═════ Source passage ═════

I wonder is why we always define the parameters of Places Life Can Exist based on just what we're used to seeing here.
It narrows down the targets for search. Since we already know that like can exist within our parameters, we look for places that match up with us, increasing our chances of finding life.
gorilla pets human
It all could have gone so wrong. Our primate cousins scare the bejeesus out of me. Especially when their gaze is fixed right on the camera. It's like they're saying, "you guys are such fucking jerks."
For the record, this is my favorite kind of buffistas conversations. Especially the "texting" and "squid have 4g?" insertions.
It's not quite Dogs in Elk, but it will do.
I love you guys.
My brother and I just had a drunken convo about quorum sensing, bacteria and cancer and the mice I helped him irradiate yesterday to undo the tumors inflicted on them ( they were cute and had personalities. #93 was a whiney badass. It's for cancer curing, wee warrior mice!)
Anyway....
I love sciency stuff!
I also love my family but they are driving me crazy after only 2 days. My mother won't stop talking and my father can't hear. And I am far too accustomed to spending most of my time alone with the cats.

═════ Exercise data ═════

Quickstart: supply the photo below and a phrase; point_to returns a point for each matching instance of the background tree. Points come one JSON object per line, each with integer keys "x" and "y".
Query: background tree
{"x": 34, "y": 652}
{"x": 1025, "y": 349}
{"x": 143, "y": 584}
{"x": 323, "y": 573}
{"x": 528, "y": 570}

═════

#### Exercise requirements
1) Put this sentence from the forum posts into Spanish: "I also love my family but they are driving me crazy after only 2 days."
2) Carry the forum posts on from their last sentence with a few more lines in the same casual voice.

#### Responses to the exercise
1) También quiero a mi familia, pero me están sacando de quicio después de solo 2 días.

2)
silverbacks are scary like woah. apes in general I have no desire to be near. monkeys are a whole different vibe.
I just reread Dogs in Elk. Fucking hilarious. I sort of miss Table Talk.
It narrows down the targets for search. Since we already know that like can exist within our parameters, we look for places that match up with us, increasing our chances of finding life.
Actually I understand why we focus on Earth-like because that could lead to us-like. Though I think that if we can't communicate with a cuttlefish, actual aliens won't be any easier. But my main issh is that the science I read and watch seems to posit that life and evolution only could get going in Earth-like worlds. That could be a translation between actual science and Nova though. I mean there are ice worms and critters who live near black smokers and use no sunlight, I think it might be possible for other places to surprise us. If life exists beyond us, I think the possibilities are actually endless. Which is so cool.
Actually I understand why we focus on Earth-like because that could lead to us-like.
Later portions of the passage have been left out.